**** WORKING DATA ****

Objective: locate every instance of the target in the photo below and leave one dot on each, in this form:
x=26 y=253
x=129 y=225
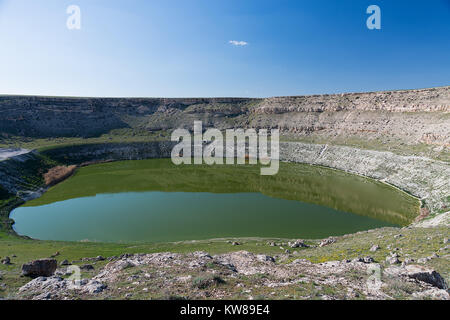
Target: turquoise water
x=175 y=216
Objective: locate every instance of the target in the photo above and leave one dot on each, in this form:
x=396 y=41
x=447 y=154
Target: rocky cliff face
x=414 y=121
x=368 y=120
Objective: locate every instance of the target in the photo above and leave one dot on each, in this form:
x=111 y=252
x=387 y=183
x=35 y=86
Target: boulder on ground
x=427 y=275
x=264 y=258
x=298 y=244
x=326 y=242
x=65 y=263
x=39 y=268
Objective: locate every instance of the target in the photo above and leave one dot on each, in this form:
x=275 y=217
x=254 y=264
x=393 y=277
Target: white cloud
x=238 y=43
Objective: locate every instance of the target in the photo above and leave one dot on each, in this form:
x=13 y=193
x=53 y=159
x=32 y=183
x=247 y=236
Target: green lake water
x=154 y=200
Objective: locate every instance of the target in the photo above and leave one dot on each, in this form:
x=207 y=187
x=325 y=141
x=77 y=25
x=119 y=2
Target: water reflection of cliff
x=304 y=183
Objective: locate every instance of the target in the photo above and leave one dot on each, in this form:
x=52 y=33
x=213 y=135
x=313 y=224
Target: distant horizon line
x=217 y=97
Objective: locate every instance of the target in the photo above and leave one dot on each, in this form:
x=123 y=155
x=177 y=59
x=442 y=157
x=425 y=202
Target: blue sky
x=181 y=48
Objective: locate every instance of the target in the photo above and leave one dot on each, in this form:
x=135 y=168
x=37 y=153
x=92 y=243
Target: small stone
x=264 y=258
x=38 y=268
x=427 y=275
x=392 y=260
x=326 y=242
x=434 y=256
x=87 y=267
x=65 y=263
x=298 y=244
x=368 y=260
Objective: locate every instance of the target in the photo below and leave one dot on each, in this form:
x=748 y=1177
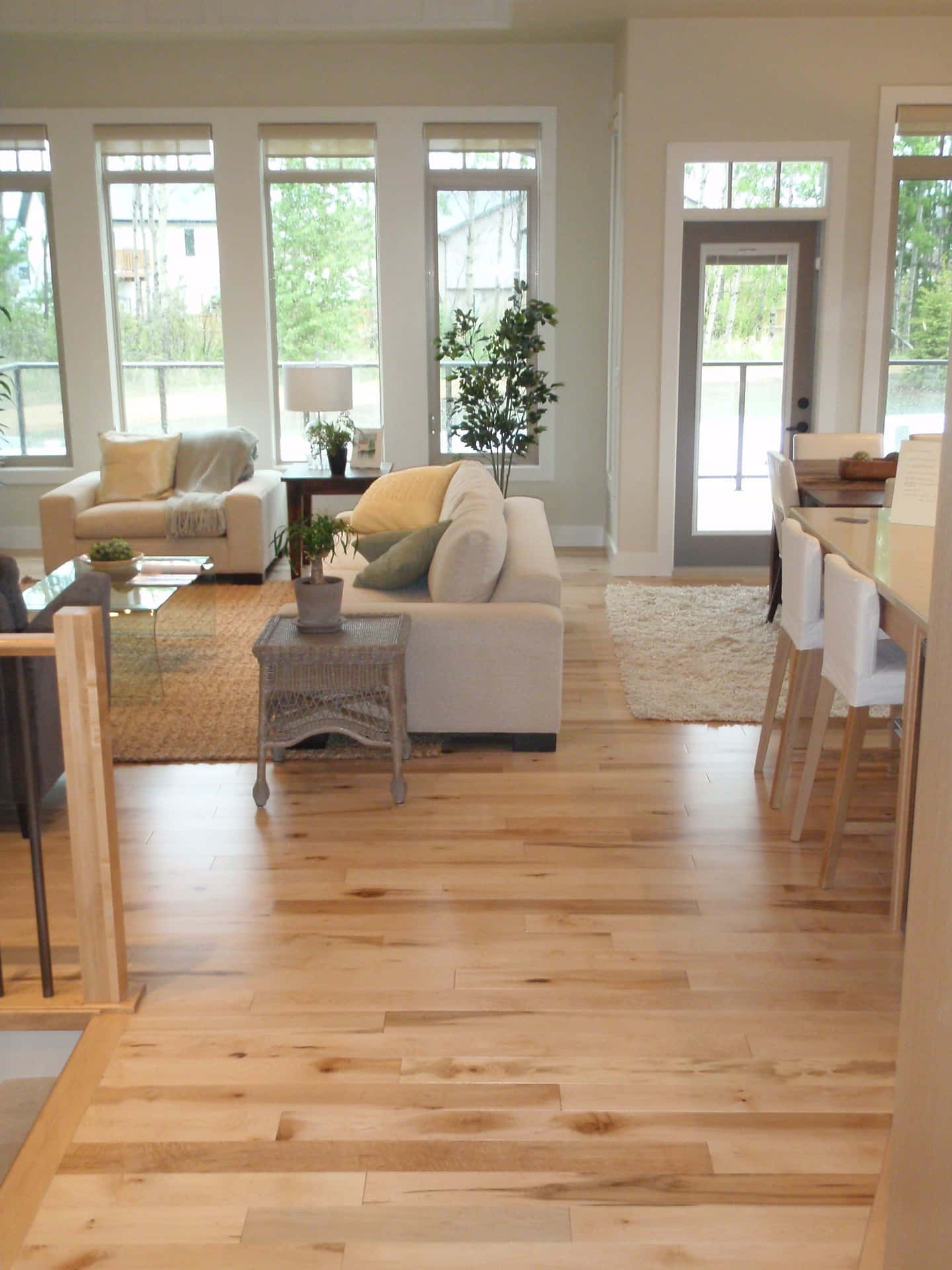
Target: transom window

****

TASK GOAL — Leave the pictures out. Repeat every entry above exactly.

ANSWER TO THIS EXERCISE —
Objective: locate every instance of the target in the photo below and leave one dot on each, in this form:
x=26 y=253
x=129 y=225
Target: turquoise water
x=175 y=216
Objective: locate every instance of the target in the photo above and leave one dot on each, in this form:
x=396 y=41
x=447 y=154
Target: rocky cliff face
x=414 y=121
x=368 y=120
Objective: locate every instance of the target in the photo above and leave one dot on each, in this form:
x=111 y=252
x=387 y=183
x=35 y=86
Target: boulder on ground
x=427 y=275
x=264 y=258
x=298 y=244
x=326 y=242
x=65 y=263
x=39 y=268
Objective: locate every instance of the target in the photo above and leave one dot on each, in this form:
x=275 y=217
x=254 y=264
x=393 y=277
Target: white cloud
x=238 y=43
Objective: locate every instance of the target in the photo above and leave one dot on each, in this form:
x=13 y=193
x=53 y=159
x=32 y=183
x=247 y=236
Target: green lake water
x=154 y=200
Objective: locate every instance of the target in the photo above and leave one dot on each, in this form:
x=207 y=187
x=325 y=141
x=77 y=25
x=119 y=2
Target: water reflection of cliff
x=304 y=183
Objective: locate every instance of the target in the photo above and leave one dot on each, in this form:
x=52 y=33
x=213 y=135
x=313 y=224
Target: distant horizon line
x=217 y=97
Objective: locate every instance of the target in the photo above and leave one dot on each, in this form:
x=123 y=155
x=177 y=59
x=442 y=157
x=425 y=202
Target: blue sky
x=181 y=48
Objective: locate every instance of the target in the photo above and leave one dot on each, in this form:
x=135 y=168
x=37 y=153
x=92 y=243
Target: small stone
x=264 y=258
x=38 y=268
x=427 y=275
x=392 y=260
x=326 y=242
x=434 y=256
x=87 y=267
x=65 y=263
x=298 y=244
x=368 y=260
Objective: locate every instance of the target in the photo below and leave one dot on each, in this form:
x=748 y=1177
Target: transom window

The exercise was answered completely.